* WHAT IS ASKED
Reproduce the lines from the one containing "label: distant hill | output bbox" through the one containing "[11,58,450,299]", inclusive.

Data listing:
++++
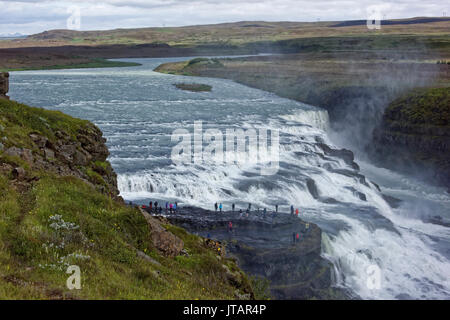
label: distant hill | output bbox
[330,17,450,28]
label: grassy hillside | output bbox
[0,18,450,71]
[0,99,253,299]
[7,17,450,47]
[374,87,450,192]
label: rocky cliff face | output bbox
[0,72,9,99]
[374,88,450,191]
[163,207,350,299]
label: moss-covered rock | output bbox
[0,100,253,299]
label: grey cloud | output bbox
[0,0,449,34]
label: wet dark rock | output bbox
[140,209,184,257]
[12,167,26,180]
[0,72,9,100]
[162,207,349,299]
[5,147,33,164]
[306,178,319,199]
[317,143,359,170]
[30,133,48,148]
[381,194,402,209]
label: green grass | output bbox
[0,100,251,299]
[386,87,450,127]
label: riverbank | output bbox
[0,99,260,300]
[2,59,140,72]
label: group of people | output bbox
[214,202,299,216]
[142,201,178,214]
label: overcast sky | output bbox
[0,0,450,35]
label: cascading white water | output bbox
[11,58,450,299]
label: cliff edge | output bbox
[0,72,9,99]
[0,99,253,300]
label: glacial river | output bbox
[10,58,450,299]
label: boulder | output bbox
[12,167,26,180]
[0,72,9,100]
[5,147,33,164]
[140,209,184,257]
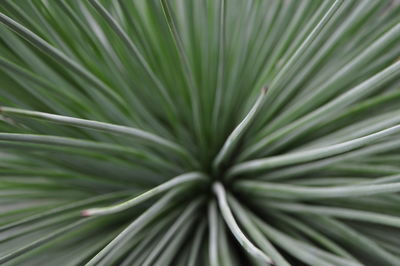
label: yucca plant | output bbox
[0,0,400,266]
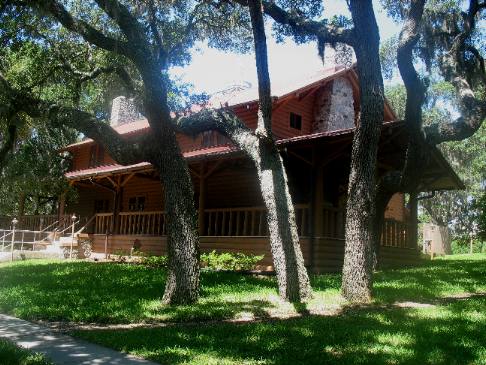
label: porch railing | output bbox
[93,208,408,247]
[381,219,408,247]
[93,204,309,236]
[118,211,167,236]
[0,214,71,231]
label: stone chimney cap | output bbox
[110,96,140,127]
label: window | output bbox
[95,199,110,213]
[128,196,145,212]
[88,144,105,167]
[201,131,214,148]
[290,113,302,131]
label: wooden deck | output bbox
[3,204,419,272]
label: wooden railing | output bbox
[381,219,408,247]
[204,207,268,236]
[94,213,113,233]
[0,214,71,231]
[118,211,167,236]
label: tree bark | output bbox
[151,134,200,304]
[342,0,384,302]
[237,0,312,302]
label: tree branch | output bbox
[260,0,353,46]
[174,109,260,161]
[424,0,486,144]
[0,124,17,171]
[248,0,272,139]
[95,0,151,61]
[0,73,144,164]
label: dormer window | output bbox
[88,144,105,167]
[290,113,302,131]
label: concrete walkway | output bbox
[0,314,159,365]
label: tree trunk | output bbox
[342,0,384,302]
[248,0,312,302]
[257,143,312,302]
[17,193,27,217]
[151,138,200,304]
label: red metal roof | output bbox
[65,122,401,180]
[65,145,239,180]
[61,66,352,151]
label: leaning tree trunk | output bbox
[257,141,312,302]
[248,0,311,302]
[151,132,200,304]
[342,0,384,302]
++++
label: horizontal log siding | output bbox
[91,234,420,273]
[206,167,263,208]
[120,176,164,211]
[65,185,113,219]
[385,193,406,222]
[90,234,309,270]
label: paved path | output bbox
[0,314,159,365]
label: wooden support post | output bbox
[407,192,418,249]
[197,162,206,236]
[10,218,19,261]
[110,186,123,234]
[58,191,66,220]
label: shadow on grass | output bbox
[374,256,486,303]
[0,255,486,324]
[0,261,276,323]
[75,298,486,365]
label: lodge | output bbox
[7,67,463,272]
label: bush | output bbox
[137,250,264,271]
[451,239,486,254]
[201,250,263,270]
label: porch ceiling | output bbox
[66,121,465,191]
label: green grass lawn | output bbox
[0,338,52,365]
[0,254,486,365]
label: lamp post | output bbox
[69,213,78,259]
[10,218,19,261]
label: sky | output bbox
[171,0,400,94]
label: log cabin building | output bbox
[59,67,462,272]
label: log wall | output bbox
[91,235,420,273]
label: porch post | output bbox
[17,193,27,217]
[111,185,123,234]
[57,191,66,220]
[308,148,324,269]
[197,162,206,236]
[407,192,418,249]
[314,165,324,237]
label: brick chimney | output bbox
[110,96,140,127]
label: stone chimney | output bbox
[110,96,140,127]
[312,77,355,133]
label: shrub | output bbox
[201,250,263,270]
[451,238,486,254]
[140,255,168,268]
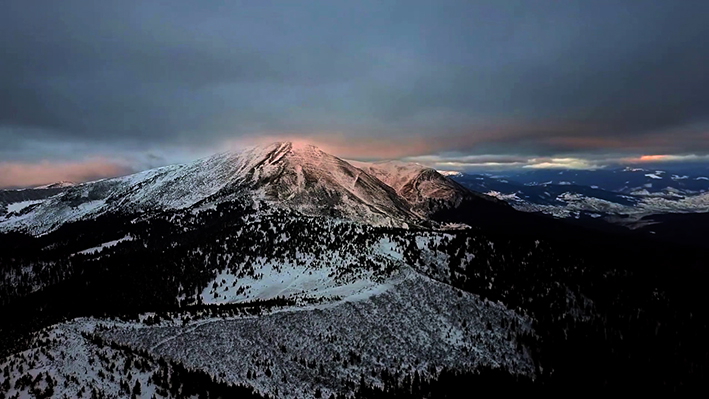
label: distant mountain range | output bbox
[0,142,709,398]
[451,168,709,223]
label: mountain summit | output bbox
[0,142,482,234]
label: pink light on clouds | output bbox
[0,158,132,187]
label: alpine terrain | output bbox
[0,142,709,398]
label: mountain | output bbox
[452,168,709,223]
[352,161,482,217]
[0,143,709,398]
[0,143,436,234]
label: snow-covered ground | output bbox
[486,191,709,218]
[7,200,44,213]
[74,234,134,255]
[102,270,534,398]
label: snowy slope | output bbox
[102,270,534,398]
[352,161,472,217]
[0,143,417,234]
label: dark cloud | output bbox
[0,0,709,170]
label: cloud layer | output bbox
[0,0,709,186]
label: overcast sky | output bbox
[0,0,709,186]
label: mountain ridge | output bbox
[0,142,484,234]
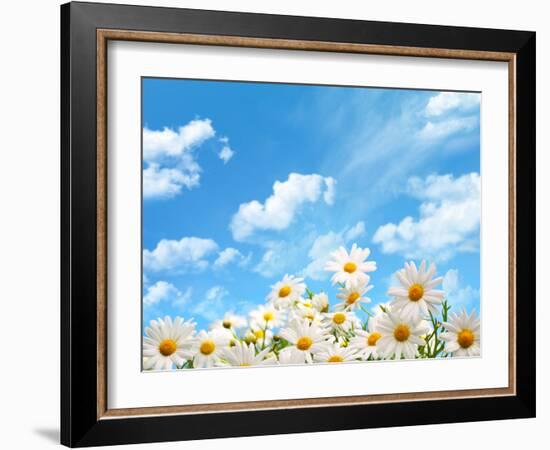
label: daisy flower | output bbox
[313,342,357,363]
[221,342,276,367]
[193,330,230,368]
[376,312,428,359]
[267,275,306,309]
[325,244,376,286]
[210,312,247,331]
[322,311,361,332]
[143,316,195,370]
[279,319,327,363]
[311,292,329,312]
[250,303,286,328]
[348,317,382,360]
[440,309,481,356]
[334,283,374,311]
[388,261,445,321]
++++
* COMPLETE OUTPUT
label: distant hill | output bbox
[330,17,450,28]
label: grassy hillside | output bbox
[0,18,450,71]
[0,99,253,299]
[7,17,450,47]
[374,87,450,192]
label: rocky cliff face | output bbox
[0,72,9,99]
[374,88,450,191]
[163,207,350,299]
label: moss-covered rock | output bbox
[0,100,253,299]
label: grey cloud | output bbox
[0,0,449,34]
label: wet dark rock | output bbox
[140,209,184,257]
[12,167,26,180]
[0,72,9,100]
[162,207,349,299]
[5,147,33,164]
[306,178,319,199]
[317,143,359,170]
[30,133,48,148]
[381,194,402,209]
label: green grass | output bbox
[0,100,251,299]
[386,87,450,127]
label: riverbank | output bbox
[0,99,260,300]
[2,59,140,72]
label: group of people | output bbox
[214,202,299,216]
[142,201,178,214]
label: overcast sky | output bbox
[0,0,450,35]
label: cascading white water | output bbox
[11,58,450,299]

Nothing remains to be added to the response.